Passage shown >>

Epilepsy Talk

Epilepsy Without Vaccinations — The Risks | July 11, 2021

I started this article assured that vaccinations of children with epilepsy was a definite no-no.

And boy, was I surprised.

Basically, medical research has proved me wrong. Real wrong. Including COVID-19 vaccinations.

Concerns about vaccine safety have led up to 40 percent of parents in the U.S. to delay or refuse some vaccines for their children in hopes of avoiding rare reactions.

Although, vaccines will prevent the deaths of tens of thousands of children born this year, why are so many parents in so many states making the dangerous decision to potentially opt out of one of the great achievements of modern medicine?

Pediatrician Dr. John Snyder explains: Concerns about vaccines tend to fall into several different categories including, but not limited to:

Vaccines cause diseases, including autism and autoimmune diseases…
Vaccines contain toxins, which can harm the body in unknown ways…
Too many vaccines given together can overwhelm the immune system…
Vaccines are unnecessary, and/or do not work.

A recent study found that delaying the measles-mumps-rubella (MMR) vaccine, in the second year of life, doubled the risk of a seizure occurring after the vaccination.

But delaying some vaccines, in addition to leaving children unprotected from disease longer, can actually increase the risk of fever-related seizures, according to a new study.

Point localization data

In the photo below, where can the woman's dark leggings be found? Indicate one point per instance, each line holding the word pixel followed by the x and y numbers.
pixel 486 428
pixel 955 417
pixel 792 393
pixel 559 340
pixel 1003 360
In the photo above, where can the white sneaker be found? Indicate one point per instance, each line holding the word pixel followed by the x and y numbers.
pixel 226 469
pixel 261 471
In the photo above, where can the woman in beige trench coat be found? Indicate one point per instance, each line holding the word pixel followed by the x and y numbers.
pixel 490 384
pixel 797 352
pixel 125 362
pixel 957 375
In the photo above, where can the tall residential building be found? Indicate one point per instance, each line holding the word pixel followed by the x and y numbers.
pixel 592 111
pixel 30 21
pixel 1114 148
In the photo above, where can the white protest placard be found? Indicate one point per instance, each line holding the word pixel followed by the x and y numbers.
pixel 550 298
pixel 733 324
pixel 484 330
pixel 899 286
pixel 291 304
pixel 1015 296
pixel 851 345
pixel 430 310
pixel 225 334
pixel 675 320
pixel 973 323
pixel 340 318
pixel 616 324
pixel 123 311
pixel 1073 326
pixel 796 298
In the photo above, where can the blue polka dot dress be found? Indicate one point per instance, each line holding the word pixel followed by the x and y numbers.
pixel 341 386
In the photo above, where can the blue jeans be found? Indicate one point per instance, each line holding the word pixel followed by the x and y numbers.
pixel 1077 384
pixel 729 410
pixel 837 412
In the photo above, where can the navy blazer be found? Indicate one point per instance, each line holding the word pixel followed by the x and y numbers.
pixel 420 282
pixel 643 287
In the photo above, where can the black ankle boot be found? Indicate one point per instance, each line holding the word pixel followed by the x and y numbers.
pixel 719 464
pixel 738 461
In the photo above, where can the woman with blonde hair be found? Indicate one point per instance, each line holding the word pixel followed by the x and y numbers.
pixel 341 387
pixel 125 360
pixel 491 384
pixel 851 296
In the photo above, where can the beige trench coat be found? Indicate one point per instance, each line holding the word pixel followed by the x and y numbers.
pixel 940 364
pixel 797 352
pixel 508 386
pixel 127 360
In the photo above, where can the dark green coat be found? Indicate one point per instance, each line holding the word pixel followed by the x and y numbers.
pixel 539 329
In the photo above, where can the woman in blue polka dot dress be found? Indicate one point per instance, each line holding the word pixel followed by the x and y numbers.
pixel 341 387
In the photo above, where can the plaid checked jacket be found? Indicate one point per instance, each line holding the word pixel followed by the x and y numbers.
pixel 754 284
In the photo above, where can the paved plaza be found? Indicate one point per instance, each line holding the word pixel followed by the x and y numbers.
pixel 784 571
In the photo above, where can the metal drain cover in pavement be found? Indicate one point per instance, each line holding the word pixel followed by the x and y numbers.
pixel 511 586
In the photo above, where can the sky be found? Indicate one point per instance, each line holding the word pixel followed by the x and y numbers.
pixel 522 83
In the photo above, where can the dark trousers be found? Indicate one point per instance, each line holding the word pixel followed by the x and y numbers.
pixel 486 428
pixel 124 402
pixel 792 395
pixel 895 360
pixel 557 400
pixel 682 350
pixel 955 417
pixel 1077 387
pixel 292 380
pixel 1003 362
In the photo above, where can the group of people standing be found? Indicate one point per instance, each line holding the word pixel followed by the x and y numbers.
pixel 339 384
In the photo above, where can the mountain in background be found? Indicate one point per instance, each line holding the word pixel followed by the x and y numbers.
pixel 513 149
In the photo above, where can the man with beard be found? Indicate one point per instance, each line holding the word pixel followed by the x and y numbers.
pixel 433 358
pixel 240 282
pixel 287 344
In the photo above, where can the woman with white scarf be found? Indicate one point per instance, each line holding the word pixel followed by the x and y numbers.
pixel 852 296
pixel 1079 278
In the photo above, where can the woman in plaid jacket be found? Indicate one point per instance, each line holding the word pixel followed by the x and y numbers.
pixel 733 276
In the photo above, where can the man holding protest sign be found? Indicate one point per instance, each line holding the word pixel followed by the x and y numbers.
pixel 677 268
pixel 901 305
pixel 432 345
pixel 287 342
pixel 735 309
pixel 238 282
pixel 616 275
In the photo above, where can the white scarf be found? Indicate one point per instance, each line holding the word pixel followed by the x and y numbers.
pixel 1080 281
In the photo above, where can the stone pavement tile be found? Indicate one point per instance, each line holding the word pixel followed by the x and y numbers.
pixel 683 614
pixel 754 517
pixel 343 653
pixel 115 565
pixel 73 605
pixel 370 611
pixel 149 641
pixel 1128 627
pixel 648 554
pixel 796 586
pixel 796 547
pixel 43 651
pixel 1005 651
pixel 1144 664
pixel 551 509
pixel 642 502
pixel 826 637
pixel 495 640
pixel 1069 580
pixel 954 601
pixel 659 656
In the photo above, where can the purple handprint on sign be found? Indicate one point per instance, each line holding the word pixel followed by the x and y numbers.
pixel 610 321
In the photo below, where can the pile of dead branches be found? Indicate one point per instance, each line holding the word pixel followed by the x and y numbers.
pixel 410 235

Work request 1 >> According to the article on epilepsy and vaccinations, up to what percentage of parents in the U.S. have delayed or refused some vaccines for their children?
Work request 2 >> Using the article on epilepsy and vaccinations, say whether each statement agrees with it: (a) The author began the article convinced that vaccinating children with epilepsy was a definite no-no. (b) Delaying the MMR vaccine in the second year of life halved the risk of a seizure after the vaccination. (c) One concern listed by Dr. John Snyder is that giving too many vaccines together can overwhelm the immune system.
Work request 3 >> Resume the article on epilepsy and vaccinations, picking up after its final sentence.
These lines have no part in the work on the text.

Exercise result 1 >> Up to 40 percent.

Exercise result 2 >>
(a) Yes: "I started this article assured that vaccinations of children with epilepsy was a definite no-no."
(b) No: "doubled the risk of a seizure occurring after the vaccination."
(c) Yes: "Too many vaccines given together can overwhelm the immune system"

Exercise result 3 >>
While some parents buy into the more extreme forms of anti-vaccine propaganda, most understand that vaccines are responsible for the dramatic decline in the incidence of horrible diseases and that they are generally safe.

However, they may falsely conclude that because these diseases are now so rare, they no longer need to be as vigilant about vaccinating their children.

This makes it easier for parents, who don’t necessarily buy into the full anti-vaccine mythology, to take a “play it safe” approach and accept some form of alternate vaccination strategy.

One explanation is that these parents are misinformed, seduced by the false claims like the myth that vaccines cause autism.

If so, giving them accurate information might change their minds about protecting their children against communicable diseases like measles — a near-eradicated disease that has flared anew.

“It is difficult to explain to these parents that until the diseases are truly eradicated from the planet, we must keep vaccinating everyone; that everyone needs to be vaccinated to maintain herd immunity for those too young to be vaccinated, for those who cannot be vaccinated due to health reasons, and for those for whom the vaccines do not work.”

All that said, although vaccinations have their many benefits, it does not guarantee that vaccinated children with epilepsy will not experience seizures.

The US Centers for Disease Control and Prevention, concluded that there was no relationship between receiving vaccines and experiencing seizures for children in the first year of life.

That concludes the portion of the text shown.